━━━━━ Extracted entries ━━━━━
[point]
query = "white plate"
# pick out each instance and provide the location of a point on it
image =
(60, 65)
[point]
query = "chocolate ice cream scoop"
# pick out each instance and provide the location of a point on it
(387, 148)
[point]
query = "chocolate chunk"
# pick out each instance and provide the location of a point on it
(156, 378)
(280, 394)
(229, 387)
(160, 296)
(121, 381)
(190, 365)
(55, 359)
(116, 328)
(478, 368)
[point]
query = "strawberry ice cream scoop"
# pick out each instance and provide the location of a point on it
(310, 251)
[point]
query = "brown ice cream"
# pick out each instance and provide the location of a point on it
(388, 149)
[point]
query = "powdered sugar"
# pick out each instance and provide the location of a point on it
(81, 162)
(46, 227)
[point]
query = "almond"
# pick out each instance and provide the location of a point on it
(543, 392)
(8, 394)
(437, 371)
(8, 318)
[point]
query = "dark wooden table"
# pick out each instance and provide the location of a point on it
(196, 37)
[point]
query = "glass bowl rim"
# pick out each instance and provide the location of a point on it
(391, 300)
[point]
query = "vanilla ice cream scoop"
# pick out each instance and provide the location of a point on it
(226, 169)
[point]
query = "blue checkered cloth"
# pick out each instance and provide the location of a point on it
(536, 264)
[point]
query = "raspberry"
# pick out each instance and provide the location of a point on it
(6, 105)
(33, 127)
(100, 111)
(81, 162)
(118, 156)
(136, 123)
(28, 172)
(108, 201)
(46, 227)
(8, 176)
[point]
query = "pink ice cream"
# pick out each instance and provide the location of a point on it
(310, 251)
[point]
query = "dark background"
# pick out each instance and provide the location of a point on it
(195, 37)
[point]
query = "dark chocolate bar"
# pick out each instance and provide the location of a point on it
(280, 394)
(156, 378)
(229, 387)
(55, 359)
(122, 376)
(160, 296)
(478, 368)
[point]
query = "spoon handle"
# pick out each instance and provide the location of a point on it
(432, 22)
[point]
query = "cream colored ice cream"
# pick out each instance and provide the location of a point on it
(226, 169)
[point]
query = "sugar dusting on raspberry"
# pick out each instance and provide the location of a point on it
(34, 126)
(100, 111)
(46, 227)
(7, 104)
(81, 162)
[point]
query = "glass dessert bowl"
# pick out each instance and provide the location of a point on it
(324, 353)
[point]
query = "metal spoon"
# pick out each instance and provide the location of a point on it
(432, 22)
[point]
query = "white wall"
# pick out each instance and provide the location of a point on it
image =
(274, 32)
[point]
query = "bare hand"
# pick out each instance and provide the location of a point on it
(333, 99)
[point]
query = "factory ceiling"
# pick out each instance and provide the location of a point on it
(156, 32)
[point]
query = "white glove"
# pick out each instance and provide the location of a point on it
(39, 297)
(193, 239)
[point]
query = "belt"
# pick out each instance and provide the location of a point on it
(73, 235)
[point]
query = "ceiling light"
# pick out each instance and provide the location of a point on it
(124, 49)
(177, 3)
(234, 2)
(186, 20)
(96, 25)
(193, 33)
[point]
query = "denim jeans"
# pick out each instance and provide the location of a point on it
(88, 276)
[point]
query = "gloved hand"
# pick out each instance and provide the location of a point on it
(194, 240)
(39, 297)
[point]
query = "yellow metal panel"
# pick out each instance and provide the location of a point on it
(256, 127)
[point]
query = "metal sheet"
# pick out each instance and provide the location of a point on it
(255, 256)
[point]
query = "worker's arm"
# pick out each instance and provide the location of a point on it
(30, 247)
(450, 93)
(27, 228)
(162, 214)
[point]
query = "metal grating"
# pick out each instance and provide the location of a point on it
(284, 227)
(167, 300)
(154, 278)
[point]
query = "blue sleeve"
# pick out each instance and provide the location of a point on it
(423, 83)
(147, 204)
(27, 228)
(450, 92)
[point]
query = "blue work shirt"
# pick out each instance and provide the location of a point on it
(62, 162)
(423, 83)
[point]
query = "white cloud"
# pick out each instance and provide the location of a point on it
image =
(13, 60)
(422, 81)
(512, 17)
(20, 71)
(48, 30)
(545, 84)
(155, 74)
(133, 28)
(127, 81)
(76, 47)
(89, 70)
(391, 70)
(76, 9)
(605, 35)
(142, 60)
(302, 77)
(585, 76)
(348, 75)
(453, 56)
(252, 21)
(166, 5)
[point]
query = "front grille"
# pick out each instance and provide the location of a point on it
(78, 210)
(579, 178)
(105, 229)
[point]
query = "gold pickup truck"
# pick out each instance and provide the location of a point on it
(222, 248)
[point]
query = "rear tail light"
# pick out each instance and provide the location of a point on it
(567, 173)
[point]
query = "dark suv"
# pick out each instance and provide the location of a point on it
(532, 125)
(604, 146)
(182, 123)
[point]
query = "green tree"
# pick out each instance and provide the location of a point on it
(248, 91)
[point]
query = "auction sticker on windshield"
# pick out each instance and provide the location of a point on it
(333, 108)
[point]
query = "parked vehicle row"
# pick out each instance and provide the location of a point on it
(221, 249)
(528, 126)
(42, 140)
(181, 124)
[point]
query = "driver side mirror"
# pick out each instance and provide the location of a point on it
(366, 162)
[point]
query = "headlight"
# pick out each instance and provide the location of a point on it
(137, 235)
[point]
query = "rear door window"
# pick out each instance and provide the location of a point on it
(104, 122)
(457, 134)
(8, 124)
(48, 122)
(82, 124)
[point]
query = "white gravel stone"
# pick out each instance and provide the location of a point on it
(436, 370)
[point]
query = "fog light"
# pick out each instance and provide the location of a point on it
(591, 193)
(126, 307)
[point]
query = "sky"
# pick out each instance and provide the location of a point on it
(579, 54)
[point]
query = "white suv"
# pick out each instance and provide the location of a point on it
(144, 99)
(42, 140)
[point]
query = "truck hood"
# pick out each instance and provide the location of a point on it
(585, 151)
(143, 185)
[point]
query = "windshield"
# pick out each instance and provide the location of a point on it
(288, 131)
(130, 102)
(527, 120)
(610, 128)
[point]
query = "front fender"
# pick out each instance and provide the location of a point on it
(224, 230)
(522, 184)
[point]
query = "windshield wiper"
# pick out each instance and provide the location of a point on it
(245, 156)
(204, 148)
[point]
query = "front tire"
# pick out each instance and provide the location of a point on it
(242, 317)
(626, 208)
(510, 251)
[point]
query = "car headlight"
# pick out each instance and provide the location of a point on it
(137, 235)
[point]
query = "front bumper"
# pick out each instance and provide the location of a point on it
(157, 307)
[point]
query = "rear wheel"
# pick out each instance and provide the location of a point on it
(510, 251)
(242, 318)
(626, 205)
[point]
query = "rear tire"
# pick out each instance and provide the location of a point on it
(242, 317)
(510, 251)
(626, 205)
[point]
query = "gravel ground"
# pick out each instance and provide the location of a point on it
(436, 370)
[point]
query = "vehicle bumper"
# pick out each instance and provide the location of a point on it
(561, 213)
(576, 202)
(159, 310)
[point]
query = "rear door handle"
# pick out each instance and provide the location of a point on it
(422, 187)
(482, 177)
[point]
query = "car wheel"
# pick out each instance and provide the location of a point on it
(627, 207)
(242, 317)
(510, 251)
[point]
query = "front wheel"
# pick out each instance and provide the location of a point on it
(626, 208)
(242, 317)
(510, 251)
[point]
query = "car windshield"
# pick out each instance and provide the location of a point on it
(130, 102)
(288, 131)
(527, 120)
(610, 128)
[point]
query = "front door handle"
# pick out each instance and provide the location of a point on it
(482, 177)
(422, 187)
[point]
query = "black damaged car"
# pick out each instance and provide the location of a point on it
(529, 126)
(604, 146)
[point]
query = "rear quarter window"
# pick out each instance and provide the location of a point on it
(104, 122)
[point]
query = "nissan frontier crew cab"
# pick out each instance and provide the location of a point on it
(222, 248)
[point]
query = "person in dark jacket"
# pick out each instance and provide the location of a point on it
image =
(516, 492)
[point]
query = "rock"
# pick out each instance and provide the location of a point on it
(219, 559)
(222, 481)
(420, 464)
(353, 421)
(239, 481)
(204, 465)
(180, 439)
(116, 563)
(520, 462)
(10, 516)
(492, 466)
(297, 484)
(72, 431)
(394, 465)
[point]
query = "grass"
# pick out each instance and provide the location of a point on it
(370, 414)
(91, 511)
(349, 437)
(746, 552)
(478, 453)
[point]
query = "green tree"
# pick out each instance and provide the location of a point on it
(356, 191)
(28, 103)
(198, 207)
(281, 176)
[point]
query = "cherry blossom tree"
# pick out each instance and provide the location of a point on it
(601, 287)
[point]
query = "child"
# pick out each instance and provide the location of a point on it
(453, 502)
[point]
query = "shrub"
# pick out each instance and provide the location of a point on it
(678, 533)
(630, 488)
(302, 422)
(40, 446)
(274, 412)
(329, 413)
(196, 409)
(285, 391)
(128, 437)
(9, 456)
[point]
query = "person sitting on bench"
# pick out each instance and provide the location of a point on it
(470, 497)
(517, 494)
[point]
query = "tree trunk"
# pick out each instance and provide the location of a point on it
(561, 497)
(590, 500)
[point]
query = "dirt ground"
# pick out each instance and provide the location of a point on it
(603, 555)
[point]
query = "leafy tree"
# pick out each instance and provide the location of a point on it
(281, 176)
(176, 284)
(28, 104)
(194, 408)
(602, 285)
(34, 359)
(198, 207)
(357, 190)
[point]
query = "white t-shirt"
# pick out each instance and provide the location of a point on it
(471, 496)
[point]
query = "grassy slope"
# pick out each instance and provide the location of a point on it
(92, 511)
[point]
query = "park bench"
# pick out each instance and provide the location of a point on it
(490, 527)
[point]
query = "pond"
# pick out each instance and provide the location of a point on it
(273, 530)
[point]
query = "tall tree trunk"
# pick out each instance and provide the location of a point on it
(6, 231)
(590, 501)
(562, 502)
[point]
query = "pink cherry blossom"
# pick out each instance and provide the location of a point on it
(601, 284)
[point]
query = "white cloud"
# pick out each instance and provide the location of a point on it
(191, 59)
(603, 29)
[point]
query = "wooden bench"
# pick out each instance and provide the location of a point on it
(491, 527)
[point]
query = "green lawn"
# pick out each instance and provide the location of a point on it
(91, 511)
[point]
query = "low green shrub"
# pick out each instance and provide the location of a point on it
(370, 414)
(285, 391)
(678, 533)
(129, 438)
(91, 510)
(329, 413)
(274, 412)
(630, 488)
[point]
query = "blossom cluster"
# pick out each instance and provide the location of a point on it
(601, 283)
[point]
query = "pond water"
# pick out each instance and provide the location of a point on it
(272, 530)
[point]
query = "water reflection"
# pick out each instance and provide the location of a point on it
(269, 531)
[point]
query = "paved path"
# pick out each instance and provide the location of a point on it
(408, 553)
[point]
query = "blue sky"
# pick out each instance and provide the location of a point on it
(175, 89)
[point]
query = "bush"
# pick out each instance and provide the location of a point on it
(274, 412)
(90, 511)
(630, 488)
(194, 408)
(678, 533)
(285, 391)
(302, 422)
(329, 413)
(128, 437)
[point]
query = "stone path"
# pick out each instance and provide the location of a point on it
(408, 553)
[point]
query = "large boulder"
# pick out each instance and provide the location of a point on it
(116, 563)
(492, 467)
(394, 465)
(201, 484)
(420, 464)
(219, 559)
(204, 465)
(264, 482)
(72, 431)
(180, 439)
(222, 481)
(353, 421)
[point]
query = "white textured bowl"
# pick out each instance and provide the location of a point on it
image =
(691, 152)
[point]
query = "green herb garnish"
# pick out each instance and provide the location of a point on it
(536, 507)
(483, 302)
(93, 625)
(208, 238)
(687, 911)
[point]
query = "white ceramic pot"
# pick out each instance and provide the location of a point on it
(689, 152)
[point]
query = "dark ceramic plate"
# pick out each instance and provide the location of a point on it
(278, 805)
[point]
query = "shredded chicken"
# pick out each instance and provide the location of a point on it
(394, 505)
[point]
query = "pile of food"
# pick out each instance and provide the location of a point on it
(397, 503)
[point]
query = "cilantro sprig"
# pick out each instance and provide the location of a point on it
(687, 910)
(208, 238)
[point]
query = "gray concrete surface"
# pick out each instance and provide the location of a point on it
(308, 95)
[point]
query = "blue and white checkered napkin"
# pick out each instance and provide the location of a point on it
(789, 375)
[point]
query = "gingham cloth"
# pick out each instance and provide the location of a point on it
━━━━━
◆ Goal ◆
From the records above, copy every line that contains the string "ceiling". Treat uppercase and lowercase letters as distinct when matching.

◆ Exercise output ◆
query = "factory ceiling"
query = "ceiling light"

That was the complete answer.